Natural language region descriptions:
------------------------

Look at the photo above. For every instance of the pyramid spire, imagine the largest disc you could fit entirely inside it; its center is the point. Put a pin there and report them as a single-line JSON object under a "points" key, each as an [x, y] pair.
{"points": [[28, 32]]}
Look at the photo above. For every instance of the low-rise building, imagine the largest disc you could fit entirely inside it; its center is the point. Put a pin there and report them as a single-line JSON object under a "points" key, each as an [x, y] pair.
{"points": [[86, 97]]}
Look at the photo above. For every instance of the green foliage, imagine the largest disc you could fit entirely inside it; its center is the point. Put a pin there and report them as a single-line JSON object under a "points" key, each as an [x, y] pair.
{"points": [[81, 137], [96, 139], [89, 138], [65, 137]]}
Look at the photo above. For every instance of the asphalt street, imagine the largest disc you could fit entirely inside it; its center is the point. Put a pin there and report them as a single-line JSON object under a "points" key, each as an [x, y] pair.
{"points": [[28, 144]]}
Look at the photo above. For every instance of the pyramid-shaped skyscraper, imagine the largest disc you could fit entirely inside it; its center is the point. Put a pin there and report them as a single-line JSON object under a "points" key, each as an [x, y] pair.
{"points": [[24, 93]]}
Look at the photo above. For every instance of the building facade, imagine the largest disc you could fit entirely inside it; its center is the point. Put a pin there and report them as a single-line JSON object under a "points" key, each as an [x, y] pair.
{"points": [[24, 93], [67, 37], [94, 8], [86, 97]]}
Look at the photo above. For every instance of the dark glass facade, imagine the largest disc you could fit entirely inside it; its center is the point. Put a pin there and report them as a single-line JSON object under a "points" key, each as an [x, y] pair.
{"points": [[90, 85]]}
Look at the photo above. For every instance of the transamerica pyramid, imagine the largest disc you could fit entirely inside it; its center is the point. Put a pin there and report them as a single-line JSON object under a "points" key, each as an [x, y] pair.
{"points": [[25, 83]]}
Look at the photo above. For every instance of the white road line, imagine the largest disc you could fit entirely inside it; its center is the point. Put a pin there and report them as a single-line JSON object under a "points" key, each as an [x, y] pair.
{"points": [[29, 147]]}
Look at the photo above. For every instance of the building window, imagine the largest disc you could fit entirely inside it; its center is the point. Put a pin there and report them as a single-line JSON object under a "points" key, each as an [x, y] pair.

------------------------

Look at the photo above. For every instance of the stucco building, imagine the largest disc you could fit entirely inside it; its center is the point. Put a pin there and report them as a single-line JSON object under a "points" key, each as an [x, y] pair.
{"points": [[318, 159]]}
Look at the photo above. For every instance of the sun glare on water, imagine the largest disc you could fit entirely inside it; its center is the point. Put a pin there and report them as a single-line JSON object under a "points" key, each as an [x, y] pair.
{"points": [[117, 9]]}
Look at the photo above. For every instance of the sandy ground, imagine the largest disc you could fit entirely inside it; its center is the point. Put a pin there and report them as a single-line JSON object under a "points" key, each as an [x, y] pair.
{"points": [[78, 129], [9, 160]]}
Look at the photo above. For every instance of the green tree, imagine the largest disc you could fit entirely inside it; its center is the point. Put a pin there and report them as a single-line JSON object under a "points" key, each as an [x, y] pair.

------------------------

● Task to complete: Copy the entries above exactly, but only from the line holding "Look at the photo above. For every instance of the sandy" through the line holding "green tree, imagine", both included.

● Response to the task:
Look at the photo above. For every instance of the sandy ground, imagine the largest disc you could fit entirely inside it; its center is the point. Put a pin there and report them as a single-line JSON object under a "points" key, each as an [x, y] pair.
{"points": [[78, 129], [9, 160]]}
Look at the photo above. For every instance of the green tree, imagine the largest disc you could fit entirely inside it; its center is the point. Put a pin there and report them as a single-line JSON object under a "points" key, each as an [x, y] pair.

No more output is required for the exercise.